» **Zu verarbeitende Daten**:
+ + + + +

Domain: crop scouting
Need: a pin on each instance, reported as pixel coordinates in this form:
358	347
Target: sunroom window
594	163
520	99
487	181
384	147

+ + + + +

» **Aufgabenstellung**: Geben Sie sämtliche Zeilen oben vollständig wieder und verschieben Sie dabei jede Pixelkoordinate in den Antworten um 95. Alle übrigen Zahlen, einschließlich des Formatmusters, bleiben unverändert.

» **Lösung zur Aufgabe**:
Domain: crop scouting
Need: a pin on each instance, reported as pixel coordinates in this form:
358	347
Target: sunroom window
689	258
615	194
582	276
479	242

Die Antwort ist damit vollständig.